▸ Provided passage

# Microsoft Office Application Help - Excel Help forum > Excel Charting & Pivots >  >  Advice needed for chart/table layout

## Timvdp314

Before I throw my question out there, let me explain the situation.

I work for a chicken farmer who has 3 barns with chickens. Every day the eggs have to be collected and sorted (good, weak or cracked, dirty, too heavy or too light). For each barn, the quantity and quality of the eggs have to be monitored, I chose to do that with Excel. My current layout looks like this, with the data shown per week number: (see attachment).

The top row displays the week numbers, the rows below that are data types, like amount of good eggs, percentage of bad eggs, dirty eggs etc. The barns are color-coded. The button in the top-left corner is assigned a macro that gathers all the data per week. I would like a graph that automatically updates itself once data from a new week is added. I also want to compare certain data types, for example average daily production, egg quality and water intake of the chickens, between each barn. In the past I used the Name Manager to make dynamic ranges, but back then I only had 3 data types per barn, whereas I currently keep track of 10 data types per barn and that number is likely to increase in the future, which makes defining the dynamic ranges rather burdensome. 

So I would like some advice/tips on how to do this. Any ideas/suggestions are welcome. NB: The Excel file is in Dutch, but that shouldn't be a huge problem.

----------

▸ Stored data
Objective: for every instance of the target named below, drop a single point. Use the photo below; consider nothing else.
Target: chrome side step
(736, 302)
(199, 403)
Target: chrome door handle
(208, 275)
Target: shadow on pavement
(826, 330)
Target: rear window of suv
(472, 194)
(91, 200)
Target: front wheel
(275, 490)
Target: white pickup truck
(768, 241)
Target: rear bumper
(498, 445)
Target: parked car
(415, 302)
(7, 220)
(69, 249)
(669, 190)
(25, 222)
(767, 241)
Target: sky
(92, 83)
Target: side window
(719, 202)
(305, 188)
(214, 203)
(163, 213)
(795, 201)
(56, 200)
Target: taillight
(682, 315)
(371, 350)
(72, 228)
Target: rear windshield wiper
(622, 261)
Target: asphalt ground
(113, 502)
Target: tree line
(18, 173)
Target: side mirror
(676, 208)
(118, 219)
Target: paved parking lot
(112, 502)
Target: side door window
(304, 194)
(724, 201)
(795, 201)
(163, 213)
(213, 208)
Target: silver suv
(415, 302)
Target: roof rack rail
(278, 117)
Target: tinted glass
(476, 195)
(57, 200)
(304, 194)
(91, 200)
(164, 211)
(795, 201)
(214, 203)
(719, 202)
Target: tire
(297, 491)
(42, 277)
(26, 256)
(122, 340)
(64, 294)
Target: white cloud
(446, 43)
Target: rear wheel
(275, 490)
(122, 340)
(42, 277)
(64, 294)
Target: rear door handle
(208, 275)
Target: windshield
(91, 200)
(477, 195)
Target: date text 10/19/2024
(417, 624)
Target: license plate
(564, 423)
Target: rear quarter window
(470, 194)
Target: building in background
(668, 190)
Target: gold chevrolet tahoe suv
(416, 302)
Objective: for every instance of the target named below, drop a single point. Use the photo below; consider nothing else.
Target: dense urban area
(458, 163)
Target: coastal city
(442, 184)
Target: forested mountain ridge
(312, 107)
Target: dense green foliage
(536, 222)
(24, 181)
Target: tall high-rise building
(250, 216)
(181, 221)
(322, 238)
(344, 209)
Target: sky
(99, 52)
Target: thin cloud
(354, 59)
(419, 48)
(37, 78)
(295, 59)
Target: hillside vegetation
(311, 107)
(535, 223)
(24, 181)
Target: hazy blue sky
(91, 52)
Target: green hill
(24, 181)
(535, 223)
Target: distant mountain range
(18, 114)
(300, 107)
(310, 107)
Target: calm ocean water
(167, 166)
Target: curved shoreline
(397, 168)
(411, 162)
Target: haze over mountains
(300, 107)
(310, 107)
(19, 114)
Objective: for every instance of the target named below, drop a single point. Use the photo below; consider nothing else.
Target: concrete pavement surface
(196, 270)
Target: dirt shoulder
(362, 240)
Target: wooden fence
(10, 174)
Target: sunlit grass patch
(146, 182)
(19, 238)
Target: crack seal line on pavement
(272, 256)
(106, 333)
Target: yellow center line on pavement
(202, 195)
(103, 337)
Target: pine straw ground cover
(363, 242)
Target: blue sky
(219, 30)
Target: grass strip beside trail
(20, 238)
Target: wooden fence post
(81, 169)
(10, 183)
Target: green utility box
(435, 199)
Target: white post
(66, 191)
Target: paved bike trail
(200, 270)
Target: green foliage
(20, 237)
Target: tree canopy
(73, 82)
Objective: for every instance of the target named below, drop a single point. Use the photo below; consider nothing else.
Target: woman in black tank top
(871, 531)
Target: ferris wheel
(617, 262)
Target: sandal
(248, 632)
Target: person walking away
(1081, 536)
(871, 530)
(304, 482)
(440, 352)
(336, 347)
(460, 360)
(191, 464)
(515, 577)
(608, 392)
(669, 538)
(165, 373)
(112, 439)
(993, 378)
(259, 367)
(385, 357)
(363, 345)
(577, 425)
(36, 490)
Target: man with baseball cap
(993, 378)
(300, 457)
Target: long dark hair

▸ Stated exercise A
In the Excel forum post, how many data types per barn does the poster now track?
▸ Stated exercise B
Quote the Excel forum post from the words "## Timvdp314" through the words "number: (see attachment).".
The data here is separate material from the forum post.

▸ Task output A
Ten data types per barn.

▸ Task output B
## Timvdp314

Before I throw my question out there, let me explain the situation.

I work for a chicken farmer who has 3 barns with chickens. Every day the eggs have to be collected and sorted (good, weak or cracked, dirty, too heavy or too light). For each barn, the quantity and quality of the eggs have to be monitored, I chose to do that with Excel. My current layout looks like this, with the data shown per week number: (see attachment).